*Challenges:*
a. Copy from the patent excerpt below the passage starting at "At present, the" and ending at "semiconductor fabrication process.".
b. Using the patent excerpt, explain in one to three sentences why the conventional teaching step hurts productivity.
c. Answer these questions from the patent excerpt, one per line:
(i) How long does a conventional teaching step generally take?
(ii) Where is the FOUP first placed when it is carried to the selected tool?
(iii) Where is the image of the load port sent once the image capture unit picks it up?

*Source extract:*
--- BEGIN ---
OVERHEAD HOIST TRANSPORT SYSTEM AND OPERATING METHOD THEREOF

Abstract

A method of operating an overhead hoist transport system is provided. A control unit, a plurality of vehicles and a load port are provided. The vehicles are connected to the control unit. At least one vehicle includes an image capture unit. Next, a teaching step is performed by using the image capture unit to pick up an image of the load port. The image is then transferred to the control unit. According to the image of the load port, the control unit determines the position of the load port and drives each vehicle to unload or load at least one article from the load port.

Description

BACKGROUND OF THE INVENTION

1. Field of the Invention

The present invention is related to an overhead hoist transport system, and more particularly, to an overhead hoist transport system including an image capture unit.

2. Description of the Prior Art

With the sustained progress of the semiconductor industry, in development and design of ultra large scale integrated circuits (ULSI), the size of components scales down to nanometer degree for meeting the design trend of high density integrated circuits. The size of component gets smaller and smaller, and the circuit design gets more complicated. Accordingly, there are hundreds of process steps for fabricating the required integrated circuits, that is, from the beginning to the end of the fabrication process, wafers in the same lot may be repeatedly transported among different tools for processing.

At present, the wafers are transported by the overhead hoist transport system in the fab. The overhead hoist transport system loads the front open united pod (FOUP) full of wafers, and transports the FOUP among different tools along the running rail. When the overhead hoist transport system carries the FOUP to the selected tool, the FOUP is initially placed on the load port adjacent to the tool. After the FOUP is placed on the load port correctly, the wafers are transferred into the tool for performing any of the steps in the semiconductor fabrication process.

However, the position of tools or the load ports may be rearranged due to process renewal, and for this reason, the operator needs to perform a teaching step firstly, so that the overhead hoist transport system can be aware of the new positions of the rearranged objects. As to the conventional teaching step, a teaching unit is manually placed on the rearranged load port, the teaching unit transmits signals to check if the position of load port matches the position of vehicle in the overhead hoist transport system, and the operator adjusts the position of the load port according to the comparison result. Generally, a conventional teaching step requires 5 minutes to 10 minutes to complete. If there are too many rearranged load ports, the total time spent on putting the teaching unit on the rearranged load ports one by one is excessive. Moreover, when the teaching step is proceeding, the vehicles in the related running rails are stopped, consequently, the manufacturing flow is stopped and the productivity is adversely affected. These side effects are unfavorable for the management of the production chain.

SUMMARY OF THE INVENTION

It is therefore one of the objectives of the present invention to provide an overhead hoist transport system to perform a teaching step without manual operation for improving the reliability of the overhead hoist transport system.
--- END ---
*Material provided:*
--- BEGIN ---
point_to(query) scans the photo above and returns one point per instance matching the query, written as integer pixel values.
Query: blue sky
--- END ---
*Expected outputs:*
a.
At present, the wafers are transported by the overhead hoist transport system in the fab. The overhead hoist transport system loads the front open united pod (FOUP) full of wafers, and transports the FOUP among different tools along the running rail. When the overhead hoist transport system carries the FOUP to the selected tool, the FOUP is initially placed on the load port adjacent to the tool. After the FOUP is placed on the load port correctly, the wafers are transferred into the tool for performing any of the steps in the semiconductor fabrication process.

b. While the conventional teaching step is in progress, the vehicles on the related running rails are stopped. This halts the manufacturing flow. Each step also takes 5 to 10 minutes, so when many load ports have been rearranged, placing the teaching unit on them one by one takes an excessive amount of time.

c.
(i) 5 to 10 minutes.
(ii) On the load port next to the tool.
(iii) To the control unit.